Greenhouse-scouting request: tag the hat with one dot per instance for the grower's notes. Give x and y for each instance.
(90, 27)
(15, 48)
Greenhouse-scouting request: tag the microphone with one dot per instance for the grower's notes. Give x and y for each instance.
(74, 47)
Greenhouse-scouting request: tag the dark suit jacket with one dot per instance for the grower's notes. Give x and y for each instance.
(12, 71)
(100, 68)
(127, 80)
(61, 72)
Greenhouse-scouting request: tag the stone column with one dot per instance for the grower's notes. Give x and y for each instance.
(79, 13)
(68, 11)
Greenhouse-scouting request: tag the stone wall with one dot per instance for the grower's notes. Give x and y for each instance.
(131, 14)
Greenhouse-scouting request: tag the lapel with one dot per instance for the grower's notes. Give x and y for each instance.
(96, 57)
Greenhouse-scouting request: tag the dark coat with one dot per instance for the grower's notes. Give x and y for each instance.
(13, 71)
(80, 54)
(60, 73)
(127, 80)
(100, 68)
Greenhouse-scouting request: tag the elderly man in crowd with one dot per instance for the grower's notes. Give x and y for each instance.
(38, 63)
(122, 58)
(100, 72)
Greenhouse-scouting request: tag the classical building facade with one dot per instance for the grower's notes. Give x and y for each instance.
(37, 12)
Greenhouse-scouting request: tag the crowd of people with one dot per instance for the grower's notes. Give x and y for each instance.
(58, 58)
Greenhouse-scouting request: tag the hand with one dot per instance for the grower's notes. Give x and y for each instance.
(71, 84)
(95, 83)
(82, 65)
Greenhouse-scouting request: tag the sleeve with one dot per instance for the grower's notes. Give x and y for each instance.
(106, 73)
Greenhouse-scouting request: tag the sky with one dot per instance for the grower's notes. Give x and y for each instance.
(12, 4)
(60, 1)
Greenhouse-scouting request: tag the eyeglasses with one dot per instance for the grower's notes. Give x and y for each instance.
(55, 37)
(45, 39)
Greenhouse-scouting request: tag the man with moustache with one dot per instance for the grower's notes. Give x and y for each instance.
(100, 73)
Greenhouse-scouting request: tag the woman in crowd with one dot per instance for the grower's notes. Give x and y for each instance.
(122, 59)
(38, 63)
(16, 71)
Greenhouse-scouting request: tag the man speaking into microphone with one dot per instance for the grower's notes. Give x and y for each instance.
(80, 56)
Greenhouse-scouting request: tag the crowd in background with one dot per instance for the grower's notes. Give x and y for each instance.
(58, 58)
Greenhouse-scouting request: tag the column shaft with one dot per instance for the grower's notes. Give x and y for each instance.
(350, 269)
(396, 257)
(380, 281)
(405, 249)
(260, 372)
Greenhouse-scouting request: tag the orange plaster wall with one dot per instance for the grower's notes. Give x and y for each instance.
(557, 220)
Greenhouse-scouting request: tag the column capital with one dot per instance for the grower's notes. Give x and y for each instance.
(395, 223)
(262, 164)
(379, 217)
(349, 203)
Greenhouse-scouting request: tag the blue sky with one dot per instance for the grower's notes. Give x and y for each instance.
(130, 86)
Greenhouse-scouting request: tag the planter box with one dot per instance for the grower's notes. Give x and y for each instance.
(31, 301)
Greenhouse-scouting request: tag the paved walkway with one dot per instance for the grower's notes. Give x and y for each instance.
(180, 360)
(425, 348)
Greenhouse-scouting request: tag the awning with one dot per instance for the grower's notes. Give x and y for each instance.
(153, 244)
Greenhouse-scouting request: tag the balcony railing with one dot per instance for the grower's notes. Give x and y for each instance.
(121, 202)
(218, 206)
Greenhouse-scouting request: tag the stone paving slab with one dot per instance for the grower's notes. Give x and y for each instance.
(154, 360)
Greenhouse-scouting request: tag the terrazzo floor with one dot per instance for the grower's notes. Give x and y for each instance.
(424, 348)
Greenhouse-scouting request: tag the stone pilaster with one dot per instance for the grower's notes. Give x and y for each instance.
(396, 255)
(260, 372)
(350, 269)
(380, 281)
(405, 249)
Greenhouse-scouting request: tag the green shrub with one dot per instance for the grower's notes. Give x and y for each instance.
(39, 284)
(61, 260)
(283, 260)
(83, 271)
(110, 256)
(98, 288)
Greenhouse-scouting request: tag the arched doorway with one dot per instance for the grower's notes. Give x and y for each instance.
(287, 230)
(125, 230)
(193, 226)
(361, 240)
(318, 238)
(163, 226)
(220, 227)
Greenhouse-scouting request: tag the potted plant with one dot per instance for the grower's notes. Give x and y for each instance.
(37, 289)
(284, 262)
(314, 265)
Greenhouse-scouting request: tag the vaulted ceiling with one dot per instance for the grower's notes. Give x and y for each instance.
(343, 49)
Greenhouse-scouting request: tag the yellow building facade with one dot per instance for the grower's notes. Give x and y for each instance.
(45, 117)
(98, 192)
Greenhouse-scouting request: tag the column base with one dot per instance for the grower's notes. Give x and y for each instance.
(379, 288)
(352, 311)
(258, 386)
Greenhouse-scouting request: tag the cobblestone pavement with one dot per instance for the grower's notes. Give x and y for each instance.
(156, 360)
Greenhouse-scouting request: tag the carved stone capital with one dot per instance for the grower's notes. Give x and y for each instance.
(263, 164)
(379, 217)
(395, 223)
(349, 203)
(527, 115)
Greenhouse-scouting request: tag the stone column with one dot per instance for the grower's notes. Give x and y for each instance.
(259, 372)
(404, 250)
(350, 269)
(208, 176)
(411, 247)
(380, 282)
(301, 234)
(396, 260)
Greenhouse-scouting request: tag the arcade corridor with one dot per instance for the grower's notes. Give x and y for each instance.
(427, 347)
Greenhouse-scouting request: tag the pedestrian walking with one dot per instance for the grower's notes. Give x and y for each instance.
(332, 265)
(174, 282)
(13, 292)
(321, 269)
-=-=-=-=-
Transcribe the data. Leave every line exactly as it is.

SOLUTION BELOW:
Greenhouse-scouting request: tag the hat with one dot per instance for the grower's notes. Give x and y for each instance.
(90, 27)
(15, 48)
Greenhouse-scouting request: tag the microphone with one dot per instance for the grower's notes. Give x and y for each instance.
(74, 47)
Greenhouse-scouting request: tag the dark suit jacket with one dot per instance for the grower's notes. Give x and y for each instance.
(12, 71)
(100, 68)
(127, 80)
(61, 72)
Greenhouse-scouting request: tag the stone column with one dot per instance for the grower's notes. Give x and y for each instance.
(79, 13)
(68, 11)
Greenhouse-scouting request: tag the stone wall with one dot per instance for the grower's notes. Give x and y for each instance.
(131, 14)
Greenhouse-scouting request: tag the lapel with one dot per instance for the grower's notes. Give x and y for each instance.
(96, 57)
Greenhouse-scouting request: tag the dark coat with one dot per instance for the grower's notes. Give x and y for each instance.
(13, 71)
(80, 54)
(60, 73)
(127, 80)
(100, 68)
Greenhouse-scouting request: tag the elderly man in crowd with one dot per instance for the grower's notes. Give x and y for each instance.
(38, 63)
(122, 58)
(100, 72)
Greenhouse-scouting request: tag the classical building facade with one dot per instance for the grower's notes. Give x and y for each instance.
(37, 12)
Greenhouse-scouting request: tag the crowd of people with one dot per instance for the grower's notes. Give x and y for each instance.
(58, 58)
Greenhouse-scouting request: tag the hand with one dot per instance for the grower's notes. Give x and y for each instance.
(71, 84)
(95, 83)
(82, 65)
Greenhouse-scouting request: tag the sleeve with one dot per instance for the grower's notes. Give x and y for each instance.
(106, 73)
Greenhouse-scouting request: tag the sky with one dot per instance for the grower's notes. Give x and y for each instance.
(12, 4)
(60, 1)
Greenhouse-scouting request: tag the eyeglasses with one dot per instance for the grower's notes. Give x and y for each instance.
(55, 37)
(45, 39)
Greenhouse-scouting request: tag the man with moustache with one dot per instance for the grower's notes. Give x and y for each instance.
(100, 73)
Greenhouse-scouting request: tag the woman in crowd with one dot per instance for the grower's notes. Give x and y for each instance.
(122, 59)
(38, 63)
(16, 71)
Greenhouse-scouting request: tag the man speaking into microphone with one dot per instance for the grower's notes. Give x and y for each instance.
(80, 56)
Greenhouse-scouting request: tag the crowd in background with one dot per instance for the grower's notes. Give x and y for each instance.
(58, 58)
Greenhouse-scouting request: tag the column shaft with one dot per instance for the grower's notes. Give x and y for each instance.
(350, 269)
(396, 257)
(380, 281)
(405, 249)
(260, 372)
Greenhouse-scouting request: tag the orange plaster wall with one dot per instance for the grower's notes. Give x and y for each instance.
(557, 220)
Greenhouse-scouting request: tag the column capital with one dot per instance for the grower's notes. Give x and y for each instance.
(395, 223)
(262, 164)
(379, 217)
(349, 203)
Greenhouse-scouting request: tag the blue sky with one dot per instance for the grower's notes. Give x and y for each instance.
(130, 86)
Greenhouse-scouting request: tag the planter box with one dot per instance for the grower's notes. Give x and y for each instance.
(31, 301)
Greenhouse-scouting request: tag the paved walkway with one dot per instance for the grower's notes. Give x and y for each instance.
(180, 360)
(425, 348)
Greenhouse-scouting request: tag the awning with one dot per instance for the grower's notes. Give x and y for each instance.
(153, 244)
Greenhouse-scouting request: tag the balcony railing with one dot per instance for the grower's notes. Give x and y for each instance.
(121, 202)
(218, 206)
Greenhouse-scouting request: tag the stone paving slab with one dot per instance for the grower's notes. Give x and y for each instance.
(154, 360)
Greenhouse-scouting request: tag the terrazzo floor with one dot per instance for the grower's notes. Give x and y for each instance.
(424, 348)
Greenhouse-scouting request: tag the stone pilaster with one dot per instance for the grower's notes. Give x and y for each instance.
(396, 255)
(260, 372)
(350, 269)
(380, 281)
(405, 249)
Greenhouse-scouting request: tag the green shrub with one dot per instance for the grower's notes. Give x and y for each instance.
(39, 284)
(61, 260)
(283, 260)
(83, 271)
(110, 256)
(98, 288)
Greenhouse-scouting request: tag the arched doorway with one dot per instance for the grower's notes. Give x and y for each instance.
(287, 230)
(125, 230)
(193, 226)
(361, 240)
(318, 238)
(163, 226)
(220, 227)
Greenhouse-scouting request: tag the potted plant with one dot per instance for the grower's notes. Give x and y for each instance.
(37, 289)
(284, 262)
(314, 265)
Greenhouse-scouting request: tag the vaulted ceiling with one dot per instance for the grower's notes. Give x and y for each instance.
(343, 49)
Greenhouse-scouting request: tag the yellow building facade with one dot per instance for the grower's notes. Give x and y for each instance.
(45, 117)
(98, 192)
Greenhouse-scouting request: tag the column base with one dot per instance for the grower's notes. Give x and y for each instance.
(379, 288)
(352, 311)
(258, 386)
Greenhouse-scouting request: tag the cobblestone pavement with one dot per instance for the grower's notes. Give x and y for each instance.
(156, 360)
Greenhouse-scouting request: tag the carved stone capital with one dot per instance for the grower's notes. Give x and y for each instance.
(263, 164)
(379, 217)
(395, 223)
(349, 203)
(527, 115)
Greenhouse-scouting request: tag the stone column with one dot per instance for the grower's notes. Give x and y for each instance.
(259, 372)
(404, 250)
(350, 269)
(208, 176)
(411, 247)
(380, 282)
(301, 234)
(396, 260)
Greenhouse-scouting request: tag the arcade corridor with one dot per instance for the grower's notes. Give x and y for each instance.
(427, 347)
Greenhouse-scouting request: tag the pedestrian walking with one dot per instance for the grower's notes. Give x and y for each instance.
(332, 265)
(174, 282)
(13, 292)
(321, 269)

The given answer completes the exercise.